▶ _The problem_
Add 150 to every x and y coordinate in the answers, covering everything from the line containing "Please put a marker on the yellow" down to the end of the listing, and write out that whole stretch again with its other lines unchanged.

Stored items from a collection
##########

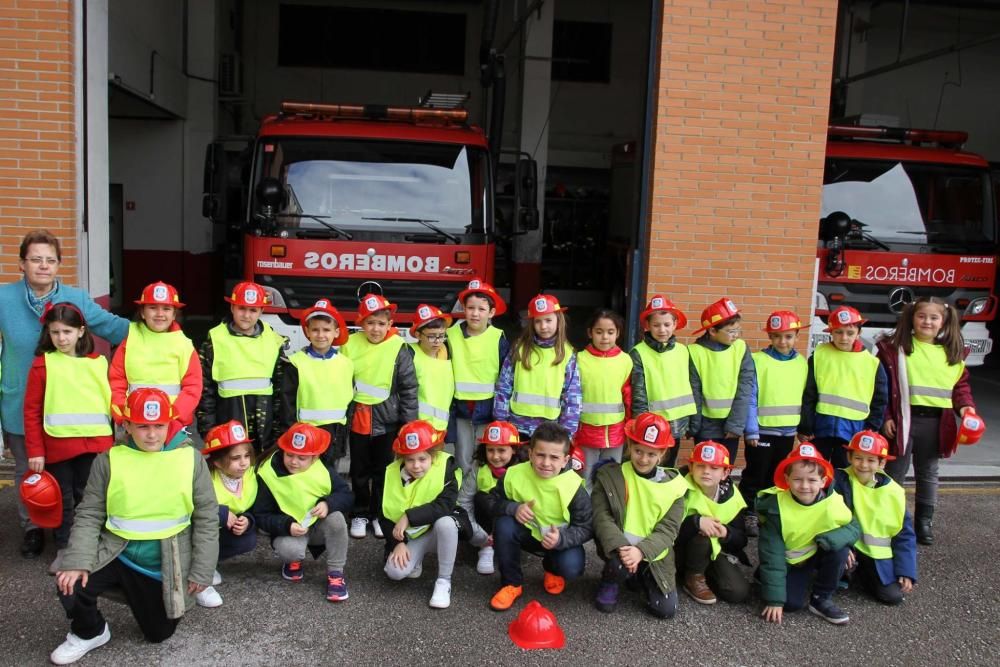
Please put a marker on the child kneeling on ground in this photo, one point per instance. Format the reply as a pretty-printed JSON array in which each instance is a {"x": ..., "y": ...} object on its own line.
[{"x": 148, "y": 524}]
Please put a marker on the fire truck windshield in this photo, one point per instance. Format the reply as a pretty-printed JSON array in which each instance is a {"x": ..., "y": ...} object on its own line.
[
  {"x": 900, "y": 203},
  {"x": 370, "y": 186}
]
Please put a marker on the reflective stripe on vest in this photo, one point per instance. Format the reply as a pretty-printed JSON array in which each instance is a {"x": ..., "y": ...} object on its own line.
[
  {"x": 552, "y": 496},
  {"x": 297, "y": 494},
  {"x": 800, "y": 524},
  {"x": 475, "y": 361},
  {"x": 880, "y": 511},
  {"x": 538, "y": 392},
  {"x": 845, "y": 381},
  {"x": 150, "y": 495},
  {"x": 696, "y": 502},
  {"x": 647, "y": 501},
  {"x": 720, "y": 376},
  {"x": 325, "y": 388},
  {"x": 931, "y": 379},
  {"x": 396, "y": 498},
  {"x": 601, "y": 380},
  {"x": 435, "y": 388},
  {"x": 77, "y": 396},
  {"x": 780, "y": 385},
  {"x": 156, "y": 360},
  {"x": 668, "y": 381},
  {"x": 243, "y": 365},
  {"x": 236, "y": 505},
  {"x": 374, "y": 366}
]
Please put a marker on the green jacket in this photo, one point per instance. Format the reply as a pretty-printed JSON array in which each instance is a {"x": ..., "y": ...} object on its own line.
[
  {"x": 608, "y": 499},
  {"x": 771, "y": 547},
  {"x": 191, "y": 555}
]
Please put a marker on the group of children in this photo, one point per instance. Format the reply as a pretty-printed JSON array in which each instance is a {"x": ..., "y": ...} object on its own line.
[{"x": 511, "y": 447}]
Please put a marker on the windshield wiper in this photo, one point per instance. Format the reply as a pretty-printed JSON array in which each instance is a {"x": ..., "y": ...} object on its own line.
[
  {"x": 426, "y": 223},
  {"x": 321, "y": 219}
]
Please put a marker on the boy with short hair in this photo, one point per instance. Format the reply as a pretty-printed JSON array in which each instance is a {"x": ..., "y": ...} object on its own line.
[
  {"x": 240, "y": 368},
  {"x": 542, "y": 507},
  {"x": 805, "y": 534},
  {"x": 148, "y": 525},
  {"x": 885, "y": 557},
  {"x": 661, "y": 370},
  {"x": 477, "y": 352},
  {"x": 385, "y": 398}
]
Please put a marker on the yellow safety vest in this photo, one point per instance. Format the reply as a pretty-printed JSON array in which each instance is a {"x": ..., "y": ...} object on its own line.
[
  {"x": 475, "y": 360},
  {"x": 435, "y": 388},
  {"x": 158, "y": 360},
  {"x": 931, "y": 379},
  {"x": 647, "y": 501},
  {"x": 325, "y": 388},
  {"x": 537, "y": 392},
  {"x": 800, "y": 524},
  {"x": 552, "y": 496},
  {"x": 780, "y": 385},
  {"x": 374, "y": 366},
  {"x": 77, "y": 396},
  {"x": 225, "y": 497},
  {"x": 720, "y": 376},
  {"x": 696, "y": 502},
  {"x": 880, "y": 513},
  {"x": 150, "y": 494},
  {"x": 601, "y": 380},
  {"x": 297, "y": 494},
  {"x": 243, "y": 365},
  {"x": 845, "y": 381},
  {"x": 668, "y": 381},
  {"x": 396, "y": 498}
]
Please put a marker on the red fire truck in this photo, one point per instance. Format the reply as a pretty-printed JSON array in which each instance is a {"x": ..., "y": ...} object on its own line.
[{"x": 906, "y": 213}]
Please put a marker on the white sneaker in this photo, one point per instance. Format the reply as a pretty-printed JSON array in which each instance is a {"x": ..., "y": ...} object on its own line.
[
  {"x": 75, "y": 648},
  {"x": 359, "y": 527},
  {"x": 485, "y": 563},
  {"x": 441, "y": 599},
  {"x": 209, "y": 598}
]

##########

▶ _Finished exercise_
Please put a marker on the yellow safety vest in this photo, one point per instance. Format the reply as a pretty-printed JSON array in which each instance is a {"x": ..., "y": ...} object on its own line.
[
  {"x": 625, "y": 510},
  {"x": 585, "y": 538},
  {"x": 308, "y": 510},
  {"x": 1081, "y": 529},
  {"x": 797, "y": 651},
  {"x": 475, "y": 538},
  {"x": 687, "y": 542},
  {"x": 950, "y": 674},
  {"x": 702, "y": 646},
  {"x": 930, "y": 535},
  {"x": 524, "y": 516},
  {"x": 227, "y": 546},
  {"x": 375, "y": 647},
  {"x": 870, "y": 526},
  {"x": 846, "y": 652},
  {"x": 1030, "y": 663},
  {"x": 300, "y": 644},
  {"x": 751, "y": 530},
  {"x": 447, "y": 644},
  {"x": 393, "y": 515},
  {"x": 995, "y": 531},
  {"x": 818, "y": 531},
  {"x": 546, "y": 648}
]
Please put a marker on the red fire truck in this photo, one point per instance. Format the reply as a pretty-printed JSON array in which each instance is a {"x": ..., "y": ...} object on its own line.
[{"x": 1056, "y": 363}]
Please put a marker on the white sneaker in this photo, one point per instance. Format the reply as a pretty-printed JSON array in which each instance is a {"x": ..., "y": ...} object on its own line.
[
  {"x": 225, "y": 798},
  {"x": 509, "y": 677},
  {"x": 635, "y": 713},
  {"x": 591, "y": 749},
  {"x": 359, "y": 748}
]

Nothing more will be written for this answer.